SUPPLIED MATERIAL:
____
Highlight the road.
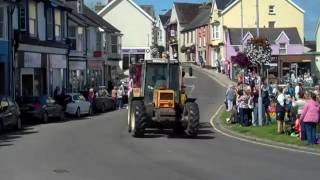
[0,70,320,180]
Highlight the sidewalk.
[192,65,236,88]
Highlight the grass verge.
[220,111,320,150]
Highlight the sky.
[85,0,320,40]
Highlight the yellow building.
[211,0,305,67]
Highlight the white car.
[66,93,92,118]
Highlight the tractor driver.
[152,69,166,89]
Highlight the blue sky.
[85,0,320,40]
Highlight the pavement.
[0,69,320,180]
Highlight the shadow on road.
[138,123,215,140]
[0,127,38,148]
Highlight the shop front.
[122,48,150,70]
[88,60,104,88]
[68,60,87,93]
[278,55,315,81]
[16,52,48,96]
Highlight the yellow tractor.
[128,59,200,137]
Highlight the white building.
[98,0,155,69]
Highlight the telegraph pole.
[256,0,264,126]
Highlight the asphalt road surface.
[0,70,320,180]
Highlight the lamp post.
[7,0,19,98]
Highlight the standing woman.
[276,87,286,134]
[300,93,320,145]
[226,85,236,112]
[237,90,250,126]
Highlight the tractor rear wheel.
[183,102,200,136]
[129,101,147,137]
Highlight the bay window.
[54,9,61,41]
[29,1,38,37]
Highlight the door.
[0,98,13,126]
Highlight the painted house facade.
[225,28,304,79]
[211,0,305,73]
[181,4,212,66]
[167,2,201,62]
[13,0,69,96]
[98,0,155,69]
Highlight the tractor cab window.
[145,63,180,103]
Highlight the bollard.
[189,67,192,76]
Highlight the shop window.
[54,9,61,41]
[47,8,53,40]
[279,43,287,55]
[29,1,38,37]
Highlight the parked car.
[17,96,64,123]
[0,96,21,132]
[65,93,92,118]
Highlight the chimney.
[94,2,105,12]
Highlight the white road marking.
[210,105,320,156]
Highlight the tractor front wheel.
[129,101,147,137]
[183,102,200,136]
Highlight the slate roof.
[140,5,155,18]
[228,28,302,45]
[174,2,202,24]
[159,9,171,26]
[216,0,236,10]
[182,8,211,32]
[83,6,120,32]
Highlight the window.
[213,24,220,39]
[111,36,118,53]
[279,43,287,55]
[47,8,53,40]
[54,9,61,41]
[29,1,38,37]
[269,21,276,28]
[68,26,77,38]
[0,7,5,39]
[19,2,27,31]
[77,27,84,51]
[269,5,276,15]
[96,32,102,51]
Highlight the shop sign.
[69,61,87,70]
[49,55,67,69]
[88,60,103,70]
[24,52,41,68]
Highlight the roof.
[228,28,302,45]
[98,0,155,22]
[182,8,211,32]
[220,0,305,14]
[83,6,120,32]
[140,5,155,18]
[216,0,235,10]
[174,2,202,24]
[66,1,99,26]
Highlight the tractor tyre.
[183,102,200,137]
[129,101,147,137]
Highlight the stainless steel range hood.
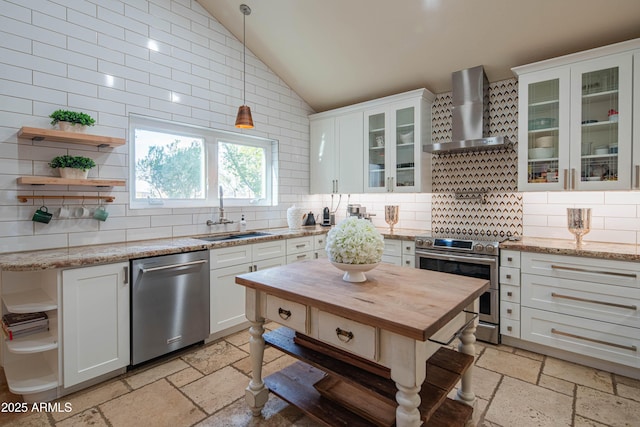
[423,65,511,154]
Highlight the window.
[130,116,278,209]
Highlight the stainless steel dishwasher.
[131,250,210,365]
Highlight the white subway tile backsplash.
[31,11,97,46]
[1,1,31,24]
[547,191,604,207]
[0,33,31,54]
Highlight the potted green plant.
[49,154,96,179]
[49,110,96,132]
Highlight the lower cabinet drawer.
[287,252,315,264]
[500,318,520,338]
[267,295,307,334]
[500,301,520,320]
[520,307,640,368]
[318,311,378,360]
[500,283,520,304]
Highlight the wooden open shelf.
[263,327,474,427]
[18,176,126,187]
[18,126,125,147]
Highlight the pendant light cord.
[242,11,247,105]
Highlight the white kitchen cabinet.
____
WHAT YOU HAVE TO DO:
Rewrite the material from the line holding "Highlight the bollard." through the end of the material, inclusive, keeping every text line and increasing each bounding-box coordinate by 33. Leave the pictures out.

SOLUTION FOR THIS EXERCISE:
Highlight the bollard.
[222,100,225,109]
Highlight the shop window.
[87,42,94,74]
[80,41,86,73]
[312,76,320,88]
[62,34,71,70]
Highlight the parked car.
[50,129,97,156]
[33,129,54,165]
[98,126,125,151]
Highlight the chimney.
[127,35,138,45]
Highlight the white road marking.
[243,138,353,189]
Highlight the tractor front wheel.
[162,134,180,170]
[216,135,233,169]
Highlight the slate roof.
[173,38,188,51]
[261,61,335,78]
[207,35,235,57]
[192,42,204,59]
[249,33,269,43]
[215,41,244,65]
[116,39,153,65]
Highlight the window.
[246,57,253,72]
[144,69,151,86]
[312,76,320,88]
[80,41,86,73]
[87,42,94,74]
[62,34,71,70]
[302,54,309,61]
[101,59,110,71]
[33,40,38,72]
[52,35,60,64]
[110,60,117,84]
[302,38,309,48]
[129,65,135,84]
Highlight the shop sign.
[102,94,120,103]
[82,88,100,102]
[121,93,136,103]
[57,85,74,101]
Highlight the roof.
[261,61,335,78]
[131,33,188,55]
[215,41,244,65]
[253,33,338,47]
[116,39,153,65]
[173,38,188,51]
[249,33,268,43]
[207,35,235,57]
[99,34,132,59]
Highlight the tractor tyre.
[216,135,233,170]
[162,134,180,170]
Highlight the stainless steel range hood.
[456,98,544,187]
Highlight the window.
[163,149,311,242]
Highlight the stainless steel dishwasher.
[164,283,243,398]
Highlight the white subway tile backsplash.
[64,44,130,79]
[34,34,64,57]
[580,224,637,240]
[33,66,64,87]
Highlight the potted green plant.
[82,187,129,212]
[82,143,129,165]
Highlight the lower cabinet drawer.
[320,285,348,297]
[533,351,553,371]
[300,328,340,367]
[533,334,553,353]
[553,340,673,401]
[351,344,411,393]
[533,316,553,337]
Highlight the wooden open shelf.
[296,360,507,460]
[51,209,159,220]
[51,159,158,180]
Highlight the pendant light cord.
[275,44,280,138]
Highlight the white kitchen cabinet.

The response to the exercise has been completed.